Continue the diary entries about a mother's illness from the last sentence shown.

*** Opening READING TEXT ***

Things are still difficult but better. I'm trying to keep my morale going and to smile, I think if I didn't have a sense of humor i'd be dead.
Wednesday, 30 November 2011
:(
Feeling really overwhelmed and lonely.
Mum's not recovering as well as we'd all hoped and i'm emotionally and psychically exhausted from all the family dramas going on with my Step-Mother and Grandma too. It's all just too much at the moment...
Mum's not recovering as well as we'd all hoped and i'm emotionally and psychically exhausted from all the family dramas going on with my Step-Mother and Grandma too. It's all just too much at the moment...
Tuesday, 29 November 2011
wake up
Okay firstly, I am okay. But I need to let this stuff out..
Wednesday was the most traumatic and horrifying day of my life.
I walked down the ward and looked directly at Mum in the bed, she just didn't look like Mum, wired up to machines, white as a sheet, crying and screaming in agony, she was crying for pain relief and crying for God to help her. Thankfully I wasn't on my own, Ruth & Robin (the pastors from the church) were there, they were praying with her and talking to the doctors/nurses, as I was sitting there with her in the hospital I was having to hold bowls for her to vomit into, it was horrendous, she wasn't getting seen to quick enough and I shouted at one of the nurses then I ran out into the corridor and just broke down. I was crying so much that I was hyperventilating and shaking. I thought that was it, Mum was going to die. I went into the toilet and just vomited, I think it was shock more than anything.
I have never felt terror like that, I got home really late then had to explain to Ollie what happened, then call the family and tell them to come down, they were all brilliant, especially Grandpa & Aunty Catharine who talked to me and calmed me down a bit. Later on that night, I just didn't know what to do with myself. I just got down on my knees and prayed my bloody heart out, I got everyone to pray, and so did Robin & Ruth, Grandma.. everyone at the church and all our friends.
The next morning, I couldn't believe it... I was sitting on the settee next to Ollie and the phone rang, he answered it and it was Mum's voice... I just wept with joy, I had a quick word with her, and a euphoric wave came over me like a waterfall of peace and I couldn't deny a miracle. Mum was able to talk, she was saying she was okay.

*** Closing READING TEXT ***
*** Opening INFORMATION PROVIDED ***

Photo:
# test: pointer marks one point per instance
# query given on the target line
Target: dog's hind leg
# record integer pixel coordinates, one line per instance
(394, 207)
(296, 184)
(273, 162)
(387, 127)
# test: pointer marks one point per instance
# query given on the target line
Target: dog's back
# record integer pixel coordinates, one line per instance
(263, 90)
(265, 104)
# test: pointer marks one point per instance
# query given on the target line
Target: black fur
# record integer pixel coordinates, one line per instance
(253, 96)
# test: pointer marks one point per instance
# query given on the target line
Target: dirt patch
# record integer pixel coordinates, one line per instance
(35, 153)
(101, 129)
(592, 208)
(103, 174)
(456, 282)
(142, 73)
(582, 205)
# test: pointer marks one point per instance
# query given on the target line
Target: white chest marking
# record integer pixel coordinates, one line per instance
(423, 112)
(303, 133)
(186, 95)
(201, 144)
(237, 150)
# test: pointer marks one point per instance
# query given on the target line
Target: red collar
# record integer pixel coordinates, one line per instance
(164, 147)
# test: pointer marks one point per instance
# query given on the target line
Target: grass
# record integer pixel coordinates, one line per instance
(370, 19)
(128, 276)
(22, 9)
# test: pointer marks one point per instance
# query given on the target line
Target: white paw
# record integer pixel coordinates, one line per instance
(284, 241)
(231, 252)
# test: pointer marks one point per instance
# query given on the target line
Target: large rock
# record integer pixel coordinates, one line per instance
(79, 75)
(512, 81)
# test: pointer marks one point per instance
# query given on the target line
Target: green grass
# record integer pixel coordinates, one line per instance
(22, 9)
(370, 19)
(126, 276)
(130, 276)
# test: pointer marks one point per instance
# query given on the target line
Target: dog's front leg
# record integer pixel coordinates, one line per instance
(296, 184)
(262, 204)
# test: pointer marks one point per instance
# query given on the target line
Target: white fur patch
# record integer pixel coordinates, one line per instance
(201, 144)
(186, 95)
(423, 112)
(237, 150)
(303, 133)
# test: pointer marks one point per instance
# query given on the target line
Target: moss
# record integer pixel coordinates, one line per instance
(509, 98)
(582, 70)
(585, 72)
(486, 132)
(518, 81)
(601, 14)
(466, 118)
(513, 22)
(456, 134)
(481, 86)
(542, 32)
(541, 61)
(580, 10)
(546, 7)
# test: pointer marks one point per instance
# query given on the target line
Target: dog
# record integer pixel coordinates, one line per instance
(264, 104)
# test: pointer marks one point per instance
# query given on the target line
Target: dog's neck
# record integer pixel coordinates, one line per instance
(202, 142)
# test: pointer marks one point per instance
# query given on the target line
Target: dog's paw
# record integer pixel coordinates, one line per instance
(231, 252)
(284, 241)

*** Closing INFORMATION PROVIDED ***

**EXERCISE OUTPUT:**
My life has changed. I now know what life is all about. Material shit, money, being beautiful, sexy... all that bollocks doesn't matter at the end of the day. It doesn't mean SHIT.
ALL that matters is the ones you love. DONT EVER take anyone you love for granted. Sometimes it has to literally STARE you in the face to make you realize what reality is. Don't wait until this happens to you to make you understand the importance of family, friends and relationships.
That night I was praying, my hair was matted, I was sweating, my face was puffy and everyone could see me crying in the corridor.. I just didn't give a flying fuck.
Hey... maybe all this crap has happened for a reason?
And she's home now. I am just SO blessed to have her here and alive and recovering.
Yes, i need therapy. Lol.
Saturday, 26 November 2011
Wednesday, 23 November 2011
..healing..
Mum isn't feel well at all and has had a temperature and been in pain and I have prayed that she will get better.
I have been so overwhelmed with emotion and sadness today, the tears just kept rolling. I have found this meditation really wonderful and helpful to me, it's helped lift my mood. I'm going to try and do it every day.
Tuesday, 22 November 2011
Precious ones.
Keep those you love close to you and appreciate every day!
<3 get well soon mum, i'm just so grateful to have you.
x x x
Friday, 4 November 2011
.: New Eyes :.
I have called this first entry .:New Eyes:. because 2011 I feel like I see the world through new eyes. This year has been significant for my family & I, not just scary & emotional but also humbling and moving. This picture of Mum in the field sums up how I'm feeling right now; blessed to have a wonderful Mum who is alive, and blessed to live in a world so hauntingly strange, stunning and full of beauty.